▸ **Natural-language object grounding data**:
┌──

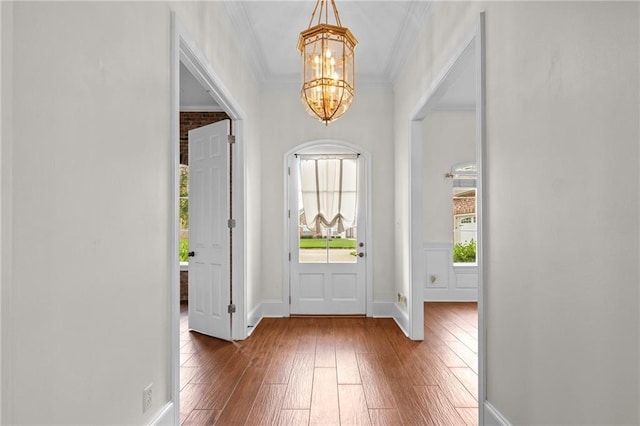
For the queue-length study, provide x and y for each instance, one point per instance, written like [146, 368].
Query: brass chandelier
[328, 68]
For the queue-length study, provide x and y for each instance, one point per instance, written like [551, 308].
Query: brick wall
[188, 121]
[193, 120]
[464, 205]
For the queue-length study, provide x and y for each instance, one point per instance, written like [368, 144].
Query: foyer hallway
[335, 371]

└──

▸ **WHAT YOU NEED TO DO**:
Bring together all lines in the records where the word "written" is found.

▸ **SOLUTION FOR THIS PROBLEM**:
For the queue-length study, provide x and y for each instance, one point per instance, written like [146, 368].
For the queue-length study, provide x and y for each instance, one point per instance, written like [551, 308].
For the queue-length study, provide x and y for each instance, one point per instance, written like [368, 144].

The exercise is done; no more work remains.